VORLIEGENDER TEXT:
----

Warten auf den
Silberstreif am Horizont
(02.05.2022) In der Schweiz tut sich was in Sachen Gentechnikgesetz. Das bestehende Moratorium wurde zwar verlängert, es gibt aber Hoffnung auf Erleichterung.
Rückwirkend zum 1. Januar 2022 trat eine Änderung des Schweizer Gentechnikgesetzes in Kraft, wonach das Inverkehrbringen gentechnisch veränderter Organismen weiterhin bis zum 31. Dezember 2025 verboten bleibt. Bis spätestens Mitte 2024 soll der Schweizer Bundesrat der Bundesversammlung jedoch einen Erlassentwurf für eine risikobasierte Zulassungsregelung unterbreiten. Wir sprachen darüber mit Jan Lucht, Leiter Biotechnologie bei Scienceindustries, dem Schweizer Wirtschaftsverband, dem über 250 in der Schweiz tätige Unternehmen angehören. Auch Roland Peter, verantwortlich für den Forschungsbereich Pflanzenzüchtung bei Agroscope, dem Kompetenzzentrum des Bundes für die Forschung in der Land- und Ernährungswirtschaft der Schweiz, gab uns Auskunft.
Was bedeutet die Änderung des Gentechnikgesetzes für die Pflanzenforschung und Pflanzenzüchtung in der Schweiz?

----

GEGEBENE DATEN:
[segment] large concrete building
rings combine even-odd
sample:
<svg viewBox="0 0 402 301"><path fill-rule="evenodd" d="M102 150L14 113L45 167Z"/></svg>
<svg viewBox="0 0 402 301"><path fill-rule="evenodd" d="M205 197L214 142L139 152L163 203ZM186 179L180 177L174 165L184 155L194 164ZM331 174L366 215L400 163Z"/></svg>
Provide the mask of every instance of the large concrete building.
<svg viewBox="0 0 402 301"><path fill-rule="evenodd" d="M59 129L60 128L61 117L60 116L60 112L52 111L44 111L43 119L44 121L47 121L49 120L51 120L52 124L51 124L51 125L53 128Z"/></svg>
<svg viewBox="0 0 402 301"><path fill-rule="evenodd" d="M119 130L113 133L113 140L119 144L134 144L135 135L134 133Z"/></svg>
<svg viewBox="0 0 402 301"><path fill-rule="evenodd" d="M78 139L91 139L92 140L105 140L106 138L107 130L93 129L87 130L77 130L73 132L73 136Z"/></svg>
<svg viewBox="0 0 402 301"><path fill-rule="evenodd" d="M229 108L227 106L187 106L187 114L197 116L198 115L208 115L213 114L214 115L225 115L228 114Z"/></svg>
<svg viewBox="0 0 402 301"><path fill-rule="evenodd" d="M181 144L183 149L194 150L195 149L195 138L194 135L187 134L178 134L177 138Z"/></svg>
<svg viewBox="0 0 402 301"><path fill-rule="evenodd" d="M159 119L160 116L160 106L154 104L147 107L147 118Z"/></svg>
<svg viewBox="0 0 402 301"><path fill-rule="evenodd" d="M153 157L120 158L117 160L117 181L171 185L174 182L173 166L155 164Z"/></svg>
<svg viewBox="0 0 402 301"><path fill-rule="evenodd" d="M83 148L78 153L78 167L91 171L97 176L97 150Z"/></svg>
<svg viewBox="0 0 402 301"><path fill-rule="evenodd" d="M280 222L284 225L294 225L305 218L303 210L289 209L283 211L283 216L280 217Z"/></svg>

----

AUFGABE: Führen Sie den Text über die Änderung des Schweizer Gentechnikgesetzes im Anschluss an seinen letzten Satz fort.

LÖSUNG:
Jan Lucht: In Vorfeld der Beratung zur Moratoriums-Verlängerung hat die Schweizer Regierung mitgeteilt, dass sie alle Produkte neuer Züchtungsverfahren, auch diejenigen ohne artfremde DNA, als gentechnisch veränderte Organismen (GVO) einstuft. Damit wird der bisher auf herkömmliche transgene Pflanzen beschränkte Geltungsbereich des Gentechnik-Moratoriums deutlich erweitert. Die Verwendung von Genom-Editierung oder von chemischer Aktivierung natürlicherweise vorhandener Transposons zur Entwicklung von Nutzpflanzen (sog. TEgenesis) wird damit vorerst blockiert.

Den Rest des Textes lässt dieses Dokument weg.